Text passage:
____
Hello,
I am in the process of building an iRODS infrastructure composed of "unixfilesystem" resources replicated on "tape" resources for disaster recovery.
I want to reduce costs as much as possible so I don't want to use a proprietary HSM, my first choice was to test dsmarc+univMSS [1].
Today, I plan to try "Phobos" to manage the tapes through a univMSS resource.
Phobos is an opensource project, which is now part of the io-sea project [2].
Like dsmarc, Phobos is not able to rename an archived file: you have to get then put with the new name, which is impossible with many files.
Phobos accepts metadata, but it can't be modified either.
These restrictions exist because most of the information in the database is written to tape in order to be able to retrieve the information on tape in case of database corruption.
My problem is that iRODS does not use a persistent/consistent UUID to name files in the backends (when a user rename/move a file, this file is renamed/moved in backend).
I don't know if there is a way to configure/modify this behavior.
____
Supplied data:
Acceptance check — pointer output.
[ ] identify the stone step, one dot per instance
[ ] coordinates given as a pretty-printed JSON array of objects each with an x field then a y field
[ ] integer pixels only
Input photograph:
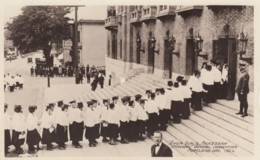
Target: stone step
[
  {"x": 235, "y": 105},
  {"x": 230, "y": 119},
  {"x": 212, "y": 136},
  {"x": 231, "y": 112},
  {"x": 135, "y": 87},
  {"x": 226, "y": 126},
  {"x": 168, "y": 139},
  {"x": 152, "y": 81},
  {"x": 140, "y": 81},
  {"x": 246, "y": 145},
  {"x": 141, "y": 84}
]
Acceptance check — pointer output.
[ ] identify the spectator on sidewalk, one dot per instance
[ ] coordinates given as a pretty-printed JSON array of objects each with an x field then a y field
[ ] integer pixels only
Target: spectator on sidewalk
[
  {"x": 32, "y": 71},
  {"x": 18, "y": 126},
  {"x": 33, "y": 137},
  {"x": 48, "y": 127},
  {"x": 7, "y": 127},
  {"x": 242, "y": 89},
  {"x": 101, "y": 80}
]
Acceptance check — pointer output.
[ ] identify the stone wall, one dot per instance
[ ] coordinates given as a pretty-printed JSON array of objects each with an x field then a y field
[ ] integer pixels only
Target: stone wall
[{"x": 208, "y": 23}]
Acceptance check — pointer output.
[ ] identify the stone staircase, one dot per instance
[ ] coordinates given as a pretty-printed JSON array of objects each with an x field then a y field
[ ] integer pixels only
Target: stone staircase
[{"x": 216, "y": 123}]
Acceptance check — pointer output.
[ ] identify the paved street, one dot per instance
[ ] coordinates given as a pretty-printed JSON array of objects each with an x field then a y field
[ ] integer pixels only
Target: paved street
[{"x": 216, "y": 123}]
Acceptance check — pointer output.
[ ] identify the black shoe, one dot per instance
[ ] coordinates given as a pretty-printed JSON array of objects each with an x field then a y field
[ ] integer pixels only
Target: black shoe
[
  {"x": 123, "y": 141},
  {"x": 61, "y": 148},
  {"x": 92, "y": 145},
  {"x": 39, "y": 148},
  {"x": 244, "y": 115},
  {"x": 31, "y": 151},
  {"x": 105, "y": 140},
  {"x": 141, "y": 138},
  {"x": 49, "y": 148}
]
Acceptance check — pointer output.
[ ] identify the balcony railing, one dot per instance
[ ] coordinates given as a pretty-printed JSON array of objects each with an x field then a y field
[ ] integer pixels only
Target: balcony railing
[
  {"x": 111, "y": 23},
  {"x": 136, "y": 16},
  {"x": 148, "y": 13},
  {"x": 165, "y": 11}
]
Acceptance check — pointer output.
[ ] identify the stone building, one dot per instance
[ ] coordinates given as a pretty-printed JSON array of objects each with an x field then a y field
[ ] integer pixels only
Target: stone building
[
  {"x": 91, "y": 44},
  {"x": 174, "y": 40}
]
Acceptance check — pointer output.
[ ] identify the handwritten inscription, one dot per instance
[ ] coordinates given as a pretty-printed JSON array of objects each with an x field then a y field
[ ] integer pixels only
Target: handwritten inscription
[{"x": 204, "y": 146}]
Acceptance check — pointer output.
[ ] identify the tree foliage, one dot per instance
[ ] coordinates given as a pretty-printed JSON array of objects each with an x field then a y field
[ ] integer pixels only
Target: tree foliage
[{"x": 38, "y": 27}]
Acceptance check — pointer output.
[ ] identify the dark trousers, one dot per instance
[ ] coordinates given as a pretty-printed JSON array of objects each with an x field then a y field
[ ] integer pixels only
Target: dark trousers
[
  {"x": 90, "y": 134},
  {"x": 124, "y": 128},
  {"x": 185, "y": 109},
  {"x": 141, "y": 127},
  {"x": 7, "y": 139},
  {"x": 223, "y": 91},
  {"x": 196, "y": 100},
  {"x": 175, "y": 111},
  {"x": 133, "y": 130},
  {"x": 217, "y": 90},
  {"x": 152, "y": 123},
  {"x": 209, "y": 97},
  {"x": 112, "y": 131},
  {"x": 12, "y": 88},
  {"x": 243, "y": 103}
]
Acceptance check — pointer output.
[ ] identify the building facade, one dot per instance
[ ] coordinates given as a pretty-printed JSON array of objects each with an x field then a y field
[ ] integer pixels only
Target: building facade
[
  {"x": 92, "y": 44},
  {"x": 174, "y": 40}
]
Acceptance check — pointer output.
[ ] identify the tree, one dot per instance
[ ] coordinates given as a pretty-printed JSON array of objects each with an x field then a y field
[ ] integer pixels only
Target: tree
[{"x": 38, "y": 27}]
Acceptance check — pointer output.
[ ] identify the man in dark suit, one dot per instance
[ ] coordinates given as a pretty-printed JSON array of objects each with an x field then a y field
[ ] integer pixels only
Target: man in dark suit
[
  {"x": 242, "y": 89},
  {"x": 159, "y": 149}
]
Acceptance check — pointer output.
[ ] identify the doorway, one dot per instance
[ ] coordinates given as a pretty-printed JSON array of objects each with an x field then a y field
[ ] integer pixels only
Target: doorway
[
  {"x": 224, "y": 52},
  {"x": 167, "y": 59},
  {"x": 150, "y": 57},
  {"x": 191, "y": 58}
]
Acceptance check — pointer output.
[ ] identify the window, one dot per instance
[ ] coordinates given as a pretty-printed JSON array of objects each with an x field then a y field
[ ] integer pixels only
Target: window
[
  {"x": 78, "y": 36},
  {"x": 108, "y": 47},
  {"x": 120, "y": 48}
]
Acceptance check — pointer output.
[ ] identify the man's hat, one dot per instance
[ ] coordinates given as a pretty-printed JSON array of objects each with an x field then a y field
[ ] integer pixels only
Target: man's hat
[
  {"x": 152, "y": 95},
  {"x": 158, "y": 90},
  {"x": 80, "y": 105},
  {"x": 170, "y": 83},
  {"x": 115, "y": 98},
  {"x": 184, "y": 82},
  {"x": 72, "y": 102},
  {"x": 111, "y": 105},
  {"x": 148, "y": 92},
  {"x": 94, "y": 101},
  {"x": 106, "y": 100},
  {"x": 179, "y": 78},
  {"x": 17, "y": 107},
  {"x": 48, "y": 107},
  {"x": 90, "y": 103},
  {"x": 65, "y": 106},
  {"x": 131, "y": 103},
  {"x": 142, "y": 101},
  {"x": 176, "y": 84},
  {"x": 137, "y": 97},
  {"x": 60, "y": 103},
  {"x": 32, "y": 108},
  {"x": 162, "y": 90}
]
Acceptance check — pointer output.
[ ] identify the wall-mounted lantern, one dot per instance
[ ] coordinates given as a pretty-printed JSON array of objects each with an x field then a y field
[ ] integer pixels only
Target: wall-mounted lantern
[
  {"x": 226, "y": 29},
  {"x": 198, "y": 44},
  {"x": 242, "y": 43},
  {"x": 171, "y": 44},
  {"x": 153, "y": 45}
]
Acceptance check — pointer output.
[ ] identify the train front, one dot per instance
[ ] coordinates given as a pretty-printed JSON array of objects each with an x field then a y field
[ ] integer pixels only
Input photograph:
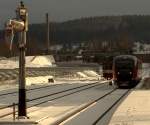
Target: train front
[{"x": 124, "y": 71}]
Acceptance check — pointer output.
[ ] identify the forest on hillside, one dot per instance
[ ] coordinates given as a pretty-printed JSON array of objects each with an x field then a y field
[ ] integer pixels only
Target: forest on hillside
[{"x": 119, "y": 31}]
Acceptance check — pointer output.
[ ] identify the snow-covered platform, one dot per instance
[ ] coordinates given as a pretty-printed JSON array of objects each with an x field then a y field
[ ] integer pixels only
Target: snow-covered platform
[{"x": 135, "y": 109}]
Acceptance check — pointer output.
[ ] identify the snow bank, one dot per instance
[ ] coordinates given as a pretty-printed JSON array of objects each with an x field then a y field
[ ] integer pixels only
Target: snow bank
[
  {"x": 80, "y": 74},
  {"x": 31, "y": 61},
  {"x": 91, "y": 73},
  {"x": 38, "y": 80}
]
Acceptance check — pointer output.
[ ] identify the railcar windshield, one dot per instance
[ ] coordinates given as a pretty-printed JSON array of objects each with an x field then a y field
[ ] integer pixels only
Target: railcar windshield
[{"x": 124, "y": 64}]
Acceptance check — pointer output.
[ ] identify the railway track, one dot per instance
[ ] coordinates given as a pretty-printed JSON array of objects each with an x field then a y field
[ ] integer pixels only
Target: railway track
[
  {"x": 32, "y": 102},
  {"x": 12, "y": 74},
  {"x": 83, "y": 114}
]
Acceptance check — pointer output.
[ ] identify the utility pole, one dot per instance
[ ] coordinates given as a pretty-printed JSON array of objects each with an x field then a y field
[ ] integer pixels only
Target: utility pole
[
  {"x": 19, "y": 25},
  {"x": 47, "y": 37},
  {"x": 22, "y": 15}
]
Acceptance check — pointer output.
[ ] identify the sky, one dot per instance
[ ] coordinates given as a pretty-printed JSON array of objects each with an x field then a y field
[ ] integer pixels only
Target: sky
[{"x": 63, "y": 10}]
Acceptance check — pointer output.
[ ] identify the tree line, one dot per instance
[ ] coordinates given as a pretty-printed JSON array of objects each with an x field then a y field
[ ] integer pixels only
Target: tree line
[{"x": 119, "y": 31}]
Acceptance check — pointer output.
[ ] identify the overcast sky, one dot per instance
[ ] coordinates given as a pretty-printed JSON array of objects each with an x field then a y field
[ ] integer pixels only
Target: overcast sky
[{"x": 62, "y": 10}]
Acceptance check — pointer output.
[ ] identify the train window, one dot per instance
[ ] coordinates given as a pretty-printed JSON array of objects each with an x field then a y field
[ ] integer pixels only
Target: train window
[{"x": 124, "y": 64}]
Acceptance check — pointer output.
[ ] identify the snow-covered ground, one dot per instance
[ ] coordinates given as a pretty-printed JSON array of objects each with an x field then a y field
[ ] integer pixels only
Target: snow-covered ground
[{"x": 31, "y": 61}]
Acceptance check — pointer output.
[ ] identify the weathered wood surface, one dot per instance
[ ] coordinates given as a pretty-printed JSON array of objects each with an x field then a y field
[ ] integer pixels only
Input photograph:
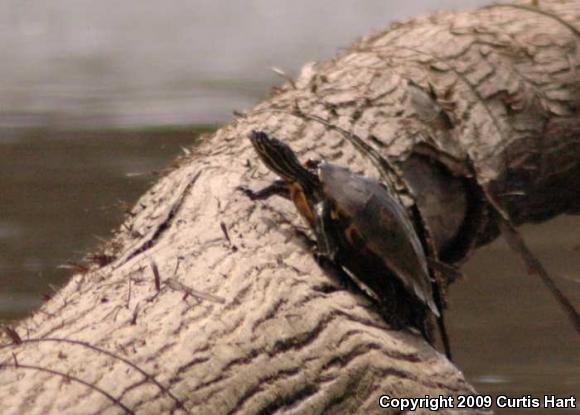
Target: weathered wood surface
[{"x": 502, "y": 102}]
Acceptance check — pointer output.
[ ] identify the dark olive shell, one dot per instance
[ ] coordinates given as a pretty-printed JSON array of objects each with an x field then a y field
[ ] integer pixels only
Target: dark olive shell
[{"x": 382, "y": 223}]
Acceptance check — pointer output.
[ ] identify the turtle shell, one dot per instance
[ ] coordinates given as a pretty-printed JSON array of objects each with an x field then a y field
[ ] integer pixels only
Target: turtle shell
[{"x": 373, "y": 221}]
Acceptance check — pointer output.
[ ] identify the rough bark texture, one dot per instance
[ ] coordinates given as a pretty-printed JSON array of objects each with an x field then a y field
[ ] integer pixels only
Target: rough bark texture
[{"x": 457, "y": 100}]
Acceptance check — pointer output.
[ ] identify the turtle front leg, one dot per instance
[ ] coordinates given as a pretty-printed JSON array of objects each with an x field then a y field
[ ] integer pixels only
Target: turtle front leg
[
  {"x": 277, "y": 188},
  {"x": 327, "y": 245}
]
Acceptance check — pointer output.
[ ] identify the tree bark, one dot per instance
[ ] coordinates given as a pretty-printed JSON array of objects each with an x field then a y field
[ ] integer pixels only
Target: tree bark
[{"x": 207, "y": 299}]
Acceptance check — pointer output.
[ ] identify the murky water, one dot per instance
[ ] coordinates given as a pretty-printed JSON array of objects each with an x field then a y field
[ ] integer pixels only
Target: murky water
[
  {"x": 143, "y": 62},
  {"x": 60, "y": 194}
]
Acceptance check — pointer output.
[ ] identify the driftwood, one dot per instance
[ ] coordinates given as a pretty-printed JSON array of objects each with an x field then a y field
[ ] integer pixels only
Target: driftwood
[{"x": 206, "y": 302}]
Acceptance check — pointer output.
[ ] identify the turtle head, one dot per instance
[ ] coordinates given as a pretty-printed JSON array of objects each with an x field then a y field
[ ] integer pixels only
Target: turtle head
[{"x": 280, "y": 158}]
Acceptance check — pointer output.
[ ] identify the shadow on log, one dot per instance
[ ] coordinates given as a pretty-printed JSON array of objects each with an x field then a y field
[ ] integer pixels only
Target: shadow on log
[{"x": 458, "y": 101}]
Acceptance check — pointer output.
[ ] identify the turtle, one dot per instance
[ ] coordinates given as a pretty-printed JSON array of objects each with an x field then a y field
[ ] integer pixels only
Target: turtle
[{"x": 360, "y": 226}]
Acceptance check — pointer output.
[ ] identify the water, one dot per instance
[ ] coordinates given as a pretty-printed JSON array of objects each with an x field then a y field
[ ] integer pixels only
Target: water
[{"x": 143, "y": 62}]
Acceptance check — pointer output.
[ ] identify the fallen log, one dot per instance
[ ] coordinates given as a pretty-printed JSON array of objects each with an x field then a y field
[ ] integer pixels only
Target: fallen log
[{"x": 206, "y": 302}]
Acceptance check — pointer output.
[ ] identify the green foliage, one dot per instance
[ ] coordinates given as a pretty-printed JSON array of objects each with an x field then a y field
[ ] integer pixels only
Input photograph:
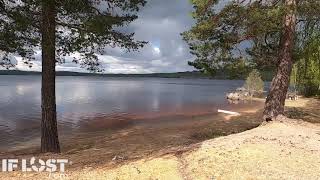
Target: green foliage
[
  {"x": 306, "y": 72},
  {"x": 254, "y": 83},
  {"x": 229, "y": 31},
  {"x": 85, "y": 27}
]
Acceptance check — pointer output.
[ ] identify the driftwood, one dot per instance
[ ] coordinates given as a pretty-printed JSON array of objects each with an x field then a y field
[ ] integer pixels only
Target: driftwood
[{"x": 228, "y": 112}]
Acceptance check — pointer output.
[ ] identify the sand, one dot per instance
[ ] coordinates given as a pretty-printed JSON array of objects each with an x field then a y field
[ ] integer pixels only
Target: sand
[{"x": 278, "y": 150}]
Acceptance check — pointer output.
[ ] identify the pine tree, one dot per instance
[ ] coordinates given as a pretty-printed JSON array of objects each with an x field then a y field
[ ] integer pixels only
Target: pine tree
[
  {"x": 59, "y": 28},
  {"x": 265, "y": 32}
]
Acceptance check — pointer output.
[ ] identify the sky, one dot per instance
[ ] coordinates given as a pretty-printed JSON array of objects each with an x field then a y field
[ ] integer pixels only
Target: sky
____
Tasks for this exercise:
1: Pull out every line of the records that contains the string "fallen", matching case exactly.
2: Carry on the forum post about iRODS and tape storage from where it stops.
The forum post and the records are unrelated material.

Answers to the exercises:
1:
[ ] identify the fallen log, one dot per instance
Target: fallen log

2:
I can choose the name/id of the object when I put it in Phobos, so I'm studying how to get a unique and persistent identifier to use in the univMSS.sh script (syncToArch and stageToCache).
Is the "data_id" database entry persistent for an object?
If yes I suppose I could make a query for each put/get to retrieve this field, and compose a Phobos OID like "zoneName+data_id".
However this solution will not be very efficient by design, is there a better way to do this?
For the moment I'm doing my tests with a "replication" resource, but next I'll try to find a way to do the replication automatically in asynchronous mode, in a delayed way (this will be my first step with iRODS rules!).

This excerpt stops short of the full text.